- **Problem details**
Print the records below exactly, starting at the first line and stopping after the line that contains "target | rolling pin". Leave out any pictures.

======== Material supplied ========

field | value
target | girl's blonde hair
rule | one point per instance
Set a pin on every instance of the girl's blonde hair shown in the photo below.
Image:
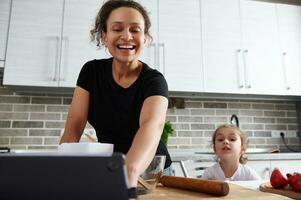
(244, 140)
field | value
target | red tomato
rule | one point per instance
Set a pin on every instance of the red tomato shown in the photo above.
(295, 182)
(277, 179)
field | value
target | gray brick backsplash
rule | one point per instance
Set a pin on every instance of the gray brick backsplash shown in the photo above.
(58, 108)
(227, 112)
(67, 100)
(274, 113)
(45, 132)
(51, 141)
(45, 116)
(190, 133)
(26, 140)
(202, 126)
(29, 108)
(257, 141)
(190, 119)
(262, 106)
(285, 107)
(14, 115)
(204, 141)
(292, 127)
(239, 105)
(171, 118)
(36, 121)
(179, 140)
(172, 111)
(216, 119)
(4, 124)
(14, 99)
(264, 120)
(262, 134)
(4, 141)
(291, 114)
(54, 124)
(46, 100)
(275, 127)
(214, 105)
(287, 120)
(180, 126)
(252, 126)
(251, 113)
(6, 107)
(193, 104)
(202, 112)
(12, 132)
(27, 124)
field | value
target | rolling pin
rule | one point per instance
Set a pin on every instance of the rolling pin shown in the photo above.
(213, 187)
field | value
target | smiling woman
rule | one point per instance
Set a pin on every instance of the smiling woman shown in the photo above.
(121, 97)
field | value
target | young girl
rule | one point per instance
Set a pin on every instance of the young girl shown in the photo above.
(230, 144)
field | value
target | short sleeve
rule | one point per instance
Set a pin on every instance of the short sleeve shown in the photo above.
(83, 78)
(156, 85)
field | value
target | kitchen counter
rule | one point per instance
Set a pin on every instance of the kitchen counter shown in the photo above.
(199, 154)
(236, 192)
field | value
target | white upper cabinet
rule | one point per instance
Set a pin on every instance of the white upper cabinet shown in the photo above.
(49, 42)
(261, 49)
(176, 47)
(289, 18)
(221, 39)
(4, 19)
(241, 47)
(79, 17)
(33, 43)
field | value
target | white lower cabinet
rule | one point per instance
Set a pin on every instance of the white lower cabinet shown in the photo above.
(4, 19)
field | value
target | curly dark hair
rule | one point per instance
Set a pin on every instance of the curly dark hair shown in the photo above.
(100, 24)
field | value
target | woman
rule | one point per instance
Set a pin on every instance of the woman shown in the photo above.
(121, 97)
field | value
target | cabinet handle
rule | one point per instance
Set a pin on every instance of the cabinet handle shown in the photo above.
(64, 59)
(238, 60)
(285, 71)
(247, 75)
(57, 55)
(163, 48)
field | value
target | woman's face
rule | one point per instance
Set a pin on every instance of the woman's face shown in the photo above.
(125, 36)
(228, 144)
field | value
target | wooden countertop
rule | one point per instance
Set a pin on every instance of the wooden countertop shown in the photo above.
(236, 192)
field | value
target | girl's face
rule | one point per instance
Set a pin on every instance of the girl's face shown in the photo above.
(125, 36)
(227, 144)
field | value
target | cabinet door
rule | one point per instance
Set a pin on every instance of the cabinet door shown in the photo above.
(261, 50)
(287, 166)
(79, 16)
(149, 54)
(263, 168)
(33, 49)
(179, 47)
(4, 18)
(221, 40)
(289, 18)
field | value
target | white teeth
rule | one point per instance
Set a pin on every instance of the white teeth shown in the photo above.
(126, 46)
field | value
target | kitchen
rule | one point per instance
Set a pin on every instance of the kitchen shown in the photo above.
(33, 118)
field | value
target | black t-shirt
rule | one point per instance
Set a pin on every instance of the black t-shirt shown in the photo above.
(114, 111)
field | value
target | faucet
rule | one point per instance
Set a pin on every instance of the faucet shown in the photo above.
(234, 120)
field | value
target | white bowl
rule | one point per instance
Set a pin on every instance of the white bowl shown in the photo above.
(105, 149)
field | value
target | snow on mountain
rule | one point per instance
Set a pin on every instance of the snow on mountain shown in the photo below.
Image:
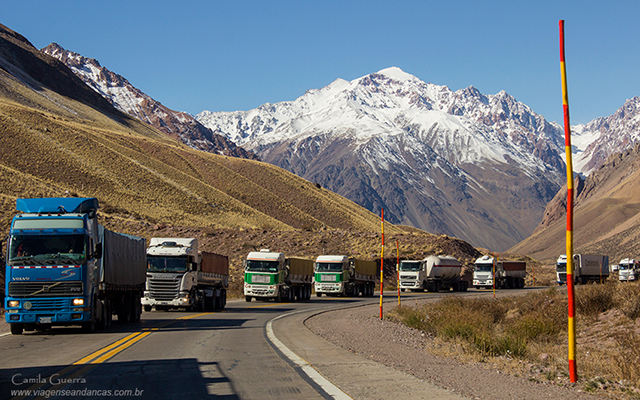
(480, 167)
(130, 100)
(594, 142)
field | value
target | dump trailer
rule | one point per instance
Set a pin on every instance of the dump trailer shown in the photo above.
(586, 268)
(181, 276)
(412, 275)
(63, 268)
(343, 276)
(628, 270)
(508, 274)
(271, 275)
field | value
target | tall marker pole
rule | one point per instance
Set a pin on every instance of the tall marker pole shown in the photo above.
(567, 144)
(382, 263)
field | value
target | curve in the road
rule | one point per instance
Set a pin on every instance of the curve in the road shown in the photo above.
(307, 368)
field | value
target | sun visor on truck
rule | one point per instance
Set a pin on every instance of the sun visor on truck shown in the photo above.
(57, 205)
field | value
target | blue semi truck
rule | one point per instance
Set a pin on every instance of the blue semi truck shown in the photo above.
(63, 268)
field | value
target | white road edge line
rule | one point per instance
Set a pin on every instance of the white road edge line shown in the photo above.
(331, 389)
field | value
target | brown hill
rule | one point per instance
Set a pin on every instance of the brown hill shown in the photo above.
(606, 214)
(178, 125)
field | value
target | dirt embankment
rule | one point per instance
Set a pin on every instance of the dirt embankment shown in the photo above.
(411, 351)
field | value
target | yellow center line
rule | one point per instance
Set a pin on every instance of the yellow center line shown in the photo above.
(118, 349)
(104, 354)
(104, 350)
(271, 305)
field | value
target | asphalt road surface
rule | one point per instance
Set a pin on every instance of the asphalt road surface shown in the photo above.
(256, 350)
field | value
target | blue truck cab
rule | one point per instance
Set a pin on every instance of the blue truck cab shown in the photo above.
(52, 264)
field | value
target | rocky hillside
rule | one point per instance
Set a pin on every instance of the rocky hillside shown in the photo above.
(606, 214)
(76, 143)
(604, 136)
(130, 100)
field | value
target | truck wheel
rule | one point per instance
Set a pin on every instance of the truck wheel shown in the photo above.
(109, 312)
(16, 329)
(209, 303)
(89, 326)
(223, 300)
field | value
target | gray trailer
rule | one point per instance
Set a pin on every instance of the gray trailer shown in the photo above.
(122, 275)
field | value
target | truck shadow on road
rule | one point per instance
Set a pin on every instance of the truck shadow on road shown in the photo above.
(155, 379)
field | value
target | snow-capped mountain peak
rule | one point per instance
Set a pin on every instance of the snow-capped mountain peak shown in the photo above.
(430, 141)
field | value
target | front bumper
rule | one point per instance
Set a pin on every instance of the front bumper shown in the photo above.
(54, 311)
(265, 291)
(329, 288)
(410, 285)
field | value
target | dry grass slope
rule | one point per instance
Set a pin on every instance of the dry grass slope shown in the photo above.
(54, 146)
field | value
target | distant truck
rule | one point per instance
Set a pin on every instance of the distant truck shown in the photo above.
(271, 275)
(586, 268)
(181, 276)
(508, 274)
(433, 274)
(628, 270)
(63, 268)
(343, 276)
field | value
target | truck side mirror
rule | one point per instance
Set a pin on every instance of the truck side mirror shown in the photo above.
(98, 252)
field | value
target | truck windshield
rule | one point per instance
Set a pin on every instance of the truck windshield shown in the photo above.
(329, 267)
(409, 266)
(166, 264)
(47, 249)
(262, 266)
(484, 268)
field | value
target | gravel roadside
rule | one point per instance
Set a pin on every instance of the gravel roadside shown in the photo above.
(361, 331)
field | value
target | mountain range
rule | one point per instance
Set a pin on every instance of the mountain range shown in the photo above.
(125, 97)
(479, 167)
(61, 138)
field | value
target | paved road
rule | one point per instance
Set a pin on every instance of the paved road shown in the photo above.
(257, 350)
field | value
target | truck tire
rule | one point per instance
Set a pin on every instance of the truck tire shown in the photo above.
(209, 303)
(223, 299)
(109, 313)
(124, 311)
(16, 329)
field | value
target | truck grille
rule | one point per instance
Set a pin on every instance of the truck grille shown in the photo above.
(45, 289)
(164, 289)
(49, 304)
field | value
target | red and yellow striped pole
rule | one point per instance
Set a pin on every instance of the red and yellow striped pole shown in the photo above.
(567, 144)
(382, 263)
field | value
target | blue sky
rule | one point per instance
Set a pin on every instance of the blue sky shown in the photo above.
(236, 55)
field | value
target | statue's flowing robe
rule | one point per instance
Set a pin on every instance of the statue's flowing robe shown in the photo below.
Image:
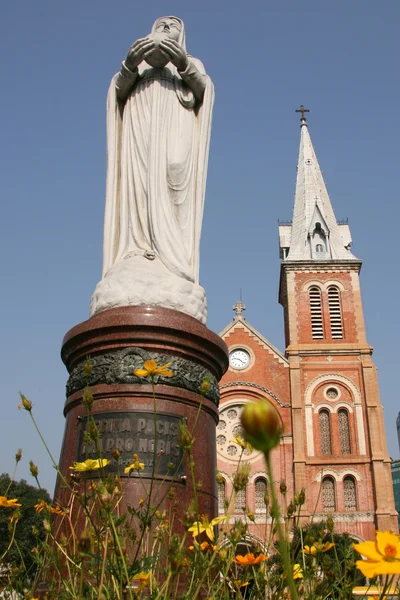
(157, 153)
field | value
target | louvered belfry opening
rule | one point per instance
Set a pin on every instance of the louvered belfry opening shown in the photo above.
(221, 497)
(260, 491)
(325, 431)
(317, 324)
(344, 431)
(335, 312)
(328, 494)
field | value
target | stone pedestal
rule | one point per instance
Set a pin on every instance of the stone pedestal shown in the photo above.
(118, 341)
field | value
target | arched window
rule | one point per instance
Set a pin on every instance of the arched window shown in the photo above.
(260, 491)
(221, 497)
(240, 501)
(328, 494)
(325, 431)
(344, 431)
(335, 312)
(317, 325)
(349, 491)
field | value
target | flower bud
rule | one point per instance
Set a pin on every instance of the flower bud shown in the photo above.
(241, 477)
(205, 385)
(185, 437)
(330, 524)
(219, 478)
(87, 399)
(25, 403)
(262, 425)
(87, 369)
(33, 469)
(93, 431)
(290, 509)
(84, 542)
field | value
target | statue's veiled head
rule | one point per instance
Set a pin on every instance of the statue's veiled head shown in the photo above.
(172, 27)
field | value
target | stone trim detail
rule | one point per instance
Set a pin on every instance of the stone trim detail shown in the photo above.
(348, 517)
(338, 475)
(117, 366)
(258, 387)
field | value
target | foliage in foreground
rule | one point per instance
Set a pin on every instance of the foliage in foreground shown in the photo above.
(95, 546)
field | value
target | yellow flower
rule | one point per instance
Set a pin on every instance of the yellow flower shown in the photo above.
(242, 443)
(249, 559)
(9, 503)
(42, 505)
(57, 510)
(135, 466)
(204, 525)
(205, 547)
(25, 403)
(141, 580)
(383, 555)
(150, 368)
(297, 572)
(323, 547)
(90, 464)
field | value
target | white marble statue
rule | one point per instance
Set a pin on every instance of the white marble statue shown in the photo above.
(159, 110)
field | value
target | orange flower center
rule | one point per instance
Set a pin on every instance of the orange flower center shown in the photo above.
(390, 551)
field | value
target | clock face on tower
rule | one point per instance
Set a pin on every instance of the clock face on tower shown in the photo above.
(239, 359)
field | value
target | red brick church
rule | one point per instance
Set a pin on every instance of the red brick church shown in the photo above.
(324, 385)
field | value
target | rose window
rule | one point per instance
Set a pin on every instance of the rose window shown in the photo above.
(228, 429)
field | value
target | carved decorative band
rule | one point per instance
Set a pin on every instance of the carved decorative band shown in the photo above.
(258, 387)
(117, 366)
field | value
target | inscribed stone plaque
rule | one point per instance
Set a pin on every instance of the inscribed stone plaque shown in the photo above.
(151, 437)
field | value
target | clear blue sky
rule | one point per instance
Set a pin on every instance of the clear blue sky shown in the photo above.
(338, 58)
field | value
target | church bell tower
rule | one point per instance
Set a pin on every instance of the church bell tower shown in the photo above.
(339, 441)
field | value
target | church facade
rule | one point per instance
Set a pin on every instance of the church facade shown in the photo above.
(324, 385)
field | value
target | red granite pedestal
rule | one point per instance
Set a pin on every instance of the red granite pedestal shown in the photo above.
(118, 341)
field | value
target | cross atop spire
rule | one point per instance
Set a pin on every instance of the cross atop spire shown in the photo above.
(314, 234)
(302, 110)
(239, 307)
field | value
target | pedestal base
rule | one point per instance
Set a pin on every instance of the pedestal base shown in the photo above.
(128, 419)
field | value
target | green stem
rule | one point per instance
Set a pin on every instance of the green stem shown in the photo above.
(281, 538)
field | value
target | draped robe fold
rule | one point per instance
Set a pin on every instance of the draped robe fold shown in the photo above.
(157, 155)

========

- **Solution for this task**
field | value
target | girl's blonde hair
rule | one point per instance
Set a pin on every instance of the girl's blonde hair shown in the photo below.
Image:
(244, 140)
field | value
target | red tomato
rule | one point per instance
Set a pin on every instance of the red tomato shown in the photo above.
(295, 182)
(277, 179)
field | value
target | gray brick backsplash
rule | one point per instance
Set a pin on every instance of the gray brick backsplash shown in the photo above.
(58, 108)
(227, 112)
(67, 100)
(274, 113)
(45, 132)
(51, 141)
(45, 116)
(190, 133)
(26, 140)
(202, 126)
(29, 108)
(257, 141)
(190, 119)
(262, 106)
(285, 107)
(14, 115)
(204, 141)
(292, 127)
(239, 105)
(171, 118)
(36, 121)
(179, 140)
(172, 111)
(216, 119)
(4, 124)
(14, 99)
(264, 120)
(262, 134)
(4, 141)
(291, 114)
(54, 124)
(46, 100)
(275, 127)
(214, 105)
(287, 120)
(180, 126)
(252, 126)
(251, 113)
(6, 107)
(193, 104)
(202, 112)
(12, 132)
(27, 124)
field | value
target | rolling pin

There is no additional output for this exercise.